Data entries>
..........

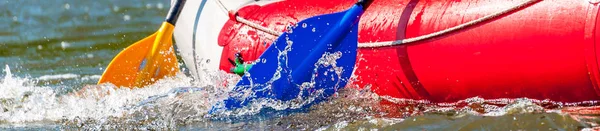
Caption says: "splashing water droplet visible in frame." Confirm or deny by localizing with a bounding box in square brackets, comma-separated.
[123, 15, 131, 21]
[60, 41, 71, 50]
[65, 3, 71, 10]
[156, 3, 163, 9]
[113, 6, 119, 12]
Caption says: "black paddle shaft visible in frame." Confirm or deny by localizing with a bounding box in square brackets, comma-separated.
[165, 0, 186, 25]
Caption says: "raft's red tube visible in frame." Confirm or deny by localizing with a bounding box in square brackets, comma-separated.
[219, 0, 600, 102]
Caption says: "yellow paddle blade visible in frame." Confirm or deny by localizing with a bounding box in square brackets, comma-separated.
[98, 22, 179, 88]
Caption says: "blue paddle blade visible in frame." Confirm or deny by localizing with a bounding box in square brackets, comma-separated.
[211, 4, 363, 112]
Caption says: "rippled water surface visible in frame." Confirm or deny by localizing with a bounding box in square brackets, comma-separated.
[0, 0, 600, 130]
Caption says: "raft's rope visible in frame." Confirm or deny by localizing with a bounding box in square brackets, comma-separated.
[217, 0, 542, 48]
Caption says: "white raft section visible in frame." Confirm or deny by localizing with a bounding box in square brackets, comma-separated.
[171, 0, 279, 80]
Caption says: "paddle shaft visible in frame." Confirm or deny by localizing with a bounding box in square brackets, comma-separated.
[165, 0, 186, 25]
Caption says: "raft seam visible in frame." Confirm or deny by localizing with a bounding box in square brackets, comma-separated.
[227, 0, 542, 48]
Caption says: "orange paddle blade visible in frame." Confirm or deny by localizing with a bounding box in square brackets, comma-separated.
[98, 22, 179, 88]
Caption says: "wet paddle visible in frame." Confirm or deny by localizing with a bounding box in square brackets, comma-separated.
[98, 0, 186, 87]
[210, 0, 372, 113]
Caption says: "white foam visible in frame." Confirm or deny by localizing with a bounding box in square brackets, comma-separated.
[37, 73, 79, 81]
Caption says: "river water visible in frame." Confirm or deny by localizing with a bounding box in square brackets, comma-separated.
[0, 0, 600, 130]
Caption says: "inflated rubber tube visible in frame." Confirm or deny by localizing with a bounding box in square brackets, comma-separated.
[213, 0, 600, 102]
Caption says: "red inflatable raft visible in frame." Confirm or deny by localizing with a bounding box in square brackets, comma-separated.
[210, 0, 600, 102]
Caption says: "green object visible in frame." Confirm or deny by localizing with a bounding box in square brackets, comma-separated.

..........

GIVEN TASK>
Rewrite the material starting at the line containing "seam visible in" and ending at the line containing "[210, 0, 372, 113]", keeping the text of each line. In the bounding boxes, shift every coordinate by +112.

TASK ANSWER>
Caption says: "raft seam visible in frame." Confirm or deny by localizing with a bounding box in square brackets, comma-separated.
[339, 112, 654, 160]
Caption says: "orange paddle blade visible in frame." Confirm or deny by localizing with a bounding box in square brackets, comma-separated.
[210, 134, 291, 200]
Caption says: "wet paddle visible in frame." Confirm or deny by localizing with a bounding box in square brackets, comma-separated.
[210, 112, 298, 199]
[322, 112, 484, 225]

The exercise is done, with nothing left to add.